EXERCISE TEXT Start Marker

Freshly cut herbs can be stored for easy use. Wrap them loosely in a paper towel (to help absorb moisture and reduce spoilage) and then place in a plastic bag and store on the lower shelf of your refrigerator.
Softer herbs such as basil, coriander and flat-leaf parsley are best kept at room temperature with the stems sitting in a little water. Trim the stems daily for optimum freshness.
Freezing works well for tougher leaves such as bay, curry and kaffir lime. You can also freeze soft-leafed herbs like chives, basil, tarragon, parsley, coriander, lovage and dill, although they will never be suitable for garnishes. Because of their high water content the freezing process damages the structure of the herb, while the flavour remains. Use these herbs to add to soups, sauces and stews. They will keep for six months in the freezer.
To freeze, lay the herbs out on a baking tray lined with baking paper and freeze. Then place the frozen herbs in an airtight freezer bag and return to the freezer. Or roughly chop the leaves and pack them into ice cube trays, each about one third full. Fill with water or stock and freeze. Remove and tip into freezer bags for storage. Basil can be puréed with olive oil and frozen this way without the water.

EXERCISE TEXT End Marker

Can you print the stretch of the herb storage text from "Freshly cut herbs" through "for optimum freshness."?

DATASET EXCERPT Start Marker

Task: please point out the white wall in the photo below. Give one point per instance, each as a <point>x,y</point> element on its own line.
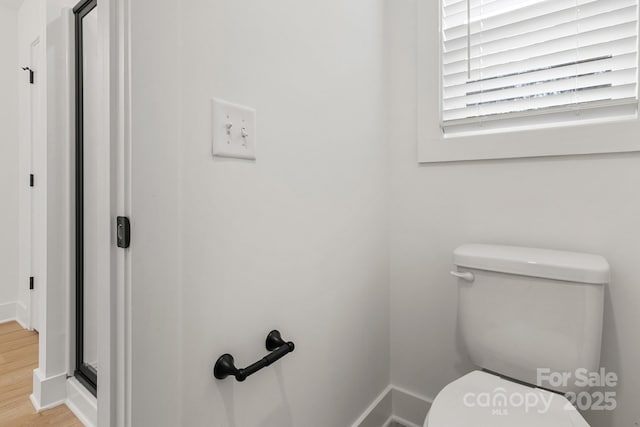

DATASET EXCERPT End Marker

EXERCISE ANSWER:
Freshly cut herbs can be stored for easy use. Wrap them loosely in a paper towel (to help absorb moisture and reduce spoilage) and then place in a plastic bag and store on the lower shelf of your refrigerator.
Softer herbs such as basil, coriander and flat-leaf parsley are best kept at room temperature with the stems sitting in a little water. Trim the stems daily for optimum freshness.